The setting is Northern Kovakistan, a fictional country somewhere in eastern Europe, which has been invaded by America Inc sometime in the near future. The PC cell’s major goals at this early stage are to get some cash and connect with a larger terrorist network to gain access to intel and equipment.

The party has already done a few things that affect these three scores. In order of occurrence:

1. They robbed a store for bomb-making supplies.

2. They killed the store owner.

(Even if 1 & 2 aren’t linked back to the PCs, it hurts Public Support for the revolution in general when civilians are targeted. Secrecy refers to the PC cell, but Public Support is for the whole movement.)

3. They did manage to not only blow up an American convoy without any direct civilian casualties, but also to get the explosion on film.

4. They betrayed the only bond which had been established at that point, Pizza Josef, who was the employer, landlord, and possibly illegitimate father of one of the PCs, and got him arrested in connection with the convoy attack.

## The data
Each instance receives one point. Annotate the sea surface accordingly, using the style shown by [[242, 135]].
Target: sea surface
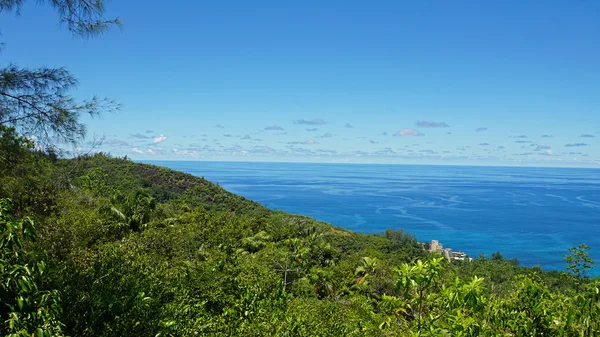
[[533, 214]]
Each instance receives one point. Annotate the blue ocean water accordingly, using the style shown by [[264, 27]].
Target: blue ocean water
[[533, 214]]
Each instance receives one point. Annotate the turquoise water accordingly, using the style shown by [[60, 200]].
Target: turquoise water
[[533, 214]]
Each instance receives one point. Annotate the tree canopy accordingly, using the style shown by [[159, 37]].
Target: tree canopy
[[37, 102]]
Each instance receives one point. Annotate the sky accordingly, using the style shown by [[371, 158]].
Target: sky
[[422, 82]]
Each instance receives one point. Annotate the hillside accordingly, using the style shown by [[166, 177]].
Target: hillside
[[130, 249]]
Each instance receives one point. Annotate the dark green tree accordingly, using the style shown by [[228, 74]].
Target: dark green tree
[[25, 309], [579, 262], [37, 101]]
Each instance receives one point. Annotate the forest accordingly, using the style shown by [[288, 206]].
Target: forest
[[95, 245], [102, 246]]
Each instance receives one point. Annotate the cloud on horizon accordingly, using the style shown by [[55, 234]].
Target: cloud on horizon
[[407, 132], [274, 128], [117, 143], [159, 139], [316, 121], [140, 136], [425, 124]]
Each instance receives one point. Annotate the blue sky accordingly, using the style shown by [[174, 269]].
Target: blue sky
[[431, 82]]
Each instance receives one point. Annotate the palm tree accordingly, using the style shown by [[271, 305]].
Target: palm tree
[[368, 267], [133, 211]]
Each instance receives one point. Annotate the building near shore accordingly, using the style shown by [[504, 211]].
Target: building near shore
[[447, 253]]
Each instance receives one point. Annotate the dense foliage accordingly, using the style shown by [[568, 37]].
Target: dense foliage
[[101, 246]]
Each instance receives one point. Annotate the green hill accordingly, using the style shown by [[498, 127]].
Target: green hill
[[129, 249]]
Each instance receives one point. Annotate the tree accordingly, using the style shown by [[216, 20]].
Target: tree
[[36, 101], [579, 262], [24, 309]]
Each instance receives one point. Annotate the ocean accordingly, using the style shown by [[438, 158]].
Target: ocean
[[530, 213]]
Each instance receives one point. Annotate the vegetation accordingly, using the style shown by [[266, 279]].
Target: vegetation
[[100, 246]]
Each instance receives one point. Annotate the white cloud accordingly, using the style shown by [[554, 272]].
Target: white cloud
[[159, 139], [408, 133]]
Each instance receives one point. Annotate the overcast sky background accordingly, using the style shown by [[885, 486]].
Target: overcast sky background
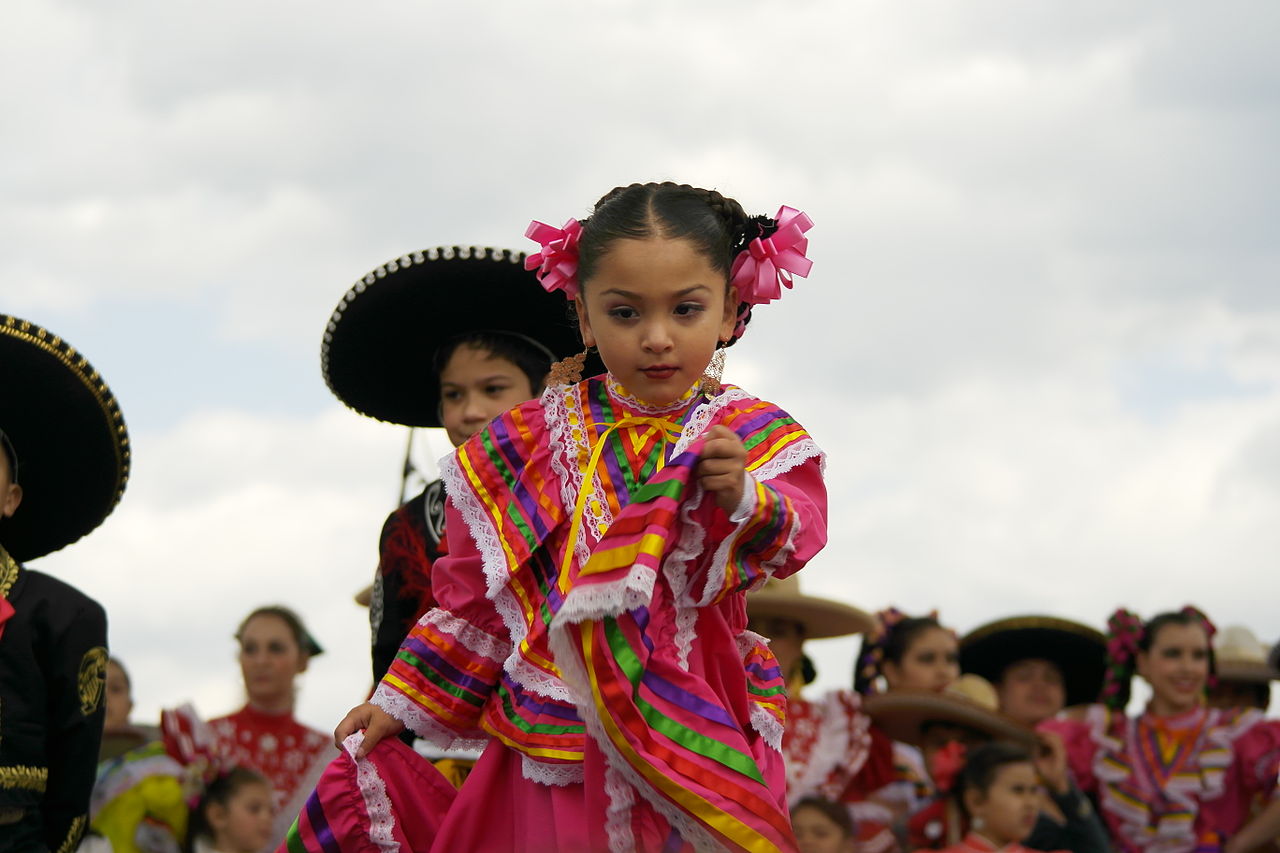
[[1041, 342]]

---

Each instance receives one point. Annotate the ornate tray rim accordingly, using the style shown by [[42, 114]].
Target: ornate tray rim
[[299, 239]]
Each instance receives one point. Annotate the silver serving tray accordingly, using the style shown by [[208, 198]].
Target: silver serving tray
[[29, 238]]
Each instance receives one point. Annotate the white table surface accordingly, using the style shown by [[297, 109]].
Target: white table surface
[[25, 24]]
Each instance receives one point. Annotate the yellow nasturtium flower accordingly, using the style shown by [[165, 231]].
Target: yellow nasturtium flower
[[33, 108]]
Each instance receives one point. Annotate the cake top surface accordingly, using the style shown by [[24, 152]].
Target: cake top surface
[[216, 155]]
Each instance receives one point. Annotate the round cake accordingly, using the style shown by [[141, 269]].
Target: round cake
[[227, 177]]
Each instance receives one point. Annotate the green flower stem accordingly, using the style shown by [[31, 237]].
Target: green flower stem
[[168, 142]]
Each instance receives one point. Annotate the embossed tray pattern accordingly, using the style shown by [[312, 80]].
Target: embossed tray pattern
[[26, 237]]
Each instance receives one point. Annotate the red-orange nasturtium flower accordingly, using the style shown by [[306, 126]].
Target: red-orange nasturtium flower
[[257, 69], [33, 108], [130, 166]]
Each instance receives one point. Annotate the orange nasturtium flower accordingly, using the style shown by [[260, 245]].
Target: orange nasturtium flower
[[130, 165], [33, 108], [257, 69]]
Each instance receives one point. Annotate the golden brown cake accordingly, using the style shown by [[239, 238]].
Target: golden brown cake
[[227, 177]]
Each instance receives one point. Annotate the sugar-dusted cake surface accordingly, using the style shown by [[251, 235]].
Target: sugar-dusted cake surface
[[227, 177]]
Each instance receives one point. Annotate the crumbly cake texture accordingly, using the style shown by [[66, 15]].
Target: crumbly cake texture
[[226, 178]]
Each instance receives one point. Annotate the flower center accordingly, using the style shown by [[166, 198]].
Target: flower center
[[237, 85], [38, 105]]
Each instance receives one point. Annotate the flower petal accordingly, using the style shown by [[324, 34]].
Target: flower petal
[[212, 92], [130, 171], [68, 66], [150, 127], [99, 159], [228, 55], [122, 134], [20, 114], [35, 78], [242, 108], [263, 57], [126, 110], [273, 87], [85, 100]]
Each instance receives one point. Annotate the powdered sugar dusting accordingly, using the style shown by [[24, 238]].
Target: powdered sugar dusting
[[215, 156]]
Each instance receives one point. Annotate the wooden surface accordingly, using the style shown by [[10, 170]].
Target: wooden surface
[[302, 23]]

==

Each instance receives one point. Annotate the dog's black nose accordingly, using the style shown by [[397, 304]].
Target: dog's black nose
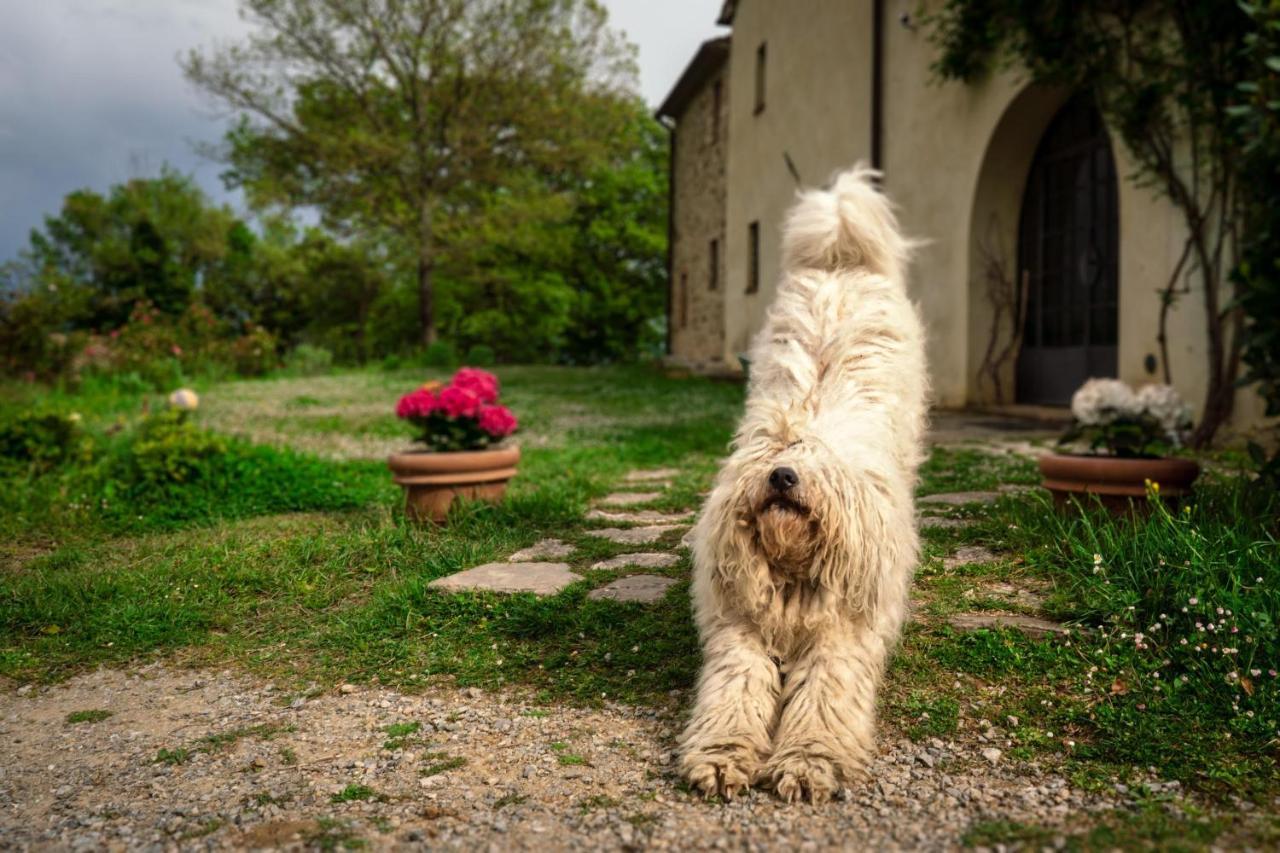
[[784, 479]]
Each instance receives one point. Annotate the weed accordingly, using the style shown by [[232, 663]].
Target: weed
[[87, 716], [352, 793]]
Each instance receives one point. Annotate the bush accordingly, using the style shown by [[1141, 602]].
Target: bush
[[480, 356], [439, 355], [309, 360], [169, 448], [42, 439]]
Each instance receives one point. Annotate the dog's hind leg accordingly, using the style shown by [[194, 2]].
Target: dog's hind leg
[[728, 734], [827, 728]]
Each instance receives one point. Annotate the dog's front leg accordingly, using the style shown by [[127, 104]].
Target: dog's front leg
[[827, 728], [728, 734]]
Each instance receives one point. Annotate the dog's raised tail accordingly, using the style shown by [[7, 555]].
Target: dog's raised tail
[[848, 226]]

## Task instructions
**A)** Answer these questions from the campaign notes:
(i) What fictional country is the setting?
(ii) What did the party rob a store for?
(iii) Who did the party betray and get arrested in connection with the convoy attack?
**B)** In the records, copy the lines from the line with "Each instance receives one point. Annotate the sea" up to and including the line with "[[129, 249]]". Leave the picture out of your copy.

## Results for the exercise
**A)**
(i) Northern Kovakistan
(ii) Bomb-making supplies
(iii) Pizza Josef

**B)**
Each instance receives one point. Annotate the sea surface accordingly, using the style shown by [[242, 135]].
Target: sea surface
[[533, 214]]
Each instance receives one point. Annotate the blue ocean water accordingly, using the style shown by [[264, 27]].
Target: blue ocean water
[[533, 214]]
Each instance receives one point. Annotate the turquoise water accordingly, using the style shown by [[60, 200]].
Target: turquoise water
[[533, 214]]
Each instance receives one point. Annotate the tree canopy accordingly, using the style shown by [[159, 37]].
Target: tree canopy
[[37, 102]]
Each instance receives one point. Annotate the sky accordingly, using the style shown by [[371, 158]].
Target: sky
[[422, 82]]
Each instance receives one point. Annotate the hillside accordingly, using the style shown by [[166, 177]].
Target: hillside
[[130, 249]]
Each instance receives one point. Annotate the dark green tree accordingly, using the style shown by [[228, 74]].
Target: dark green tree
[[25, 309], [579, 262], [37, 101]]
Each instance receives one point. Annotate the forest accordingly, using the style shown by [[288, 206]].
Target: forest
[[95, 245], [102, 246]]
Each instance receives one point. Annotate the cloud on horizon accordingly, using the style shown by [[55, 234]].
Target: cloud on horizon
[[407, 132], [274, 128], [117, 143], [159, 139], [316, 121], [140, 136], [425, 124]]
Each instance receives one point. Annotate the blue sky accordingly, using the style shown by [[174, 269]].
Target: blue sky
[[431, 82]]
Each instance receives one point. Annotate the palm tree accordingly, using the style shown by [[271, 305]].
Target: palm tree
[[368, 267], [133, 211]]
Each instance receives one point. Annotate the building near shore accordingly, using the style shown by [[504, 211]].
Target: building near shore
[[447, 253]]
Each instance receives one point. Annotate the dense foliage accordingly, using the style shown by [[568, 37]].
Target: dense foliage
[[101, 246]]
Each instance receives one point. Annotate the green hill accordingly, using the style shown by [[498, 127]].
Target: green hill
[[129, 249]]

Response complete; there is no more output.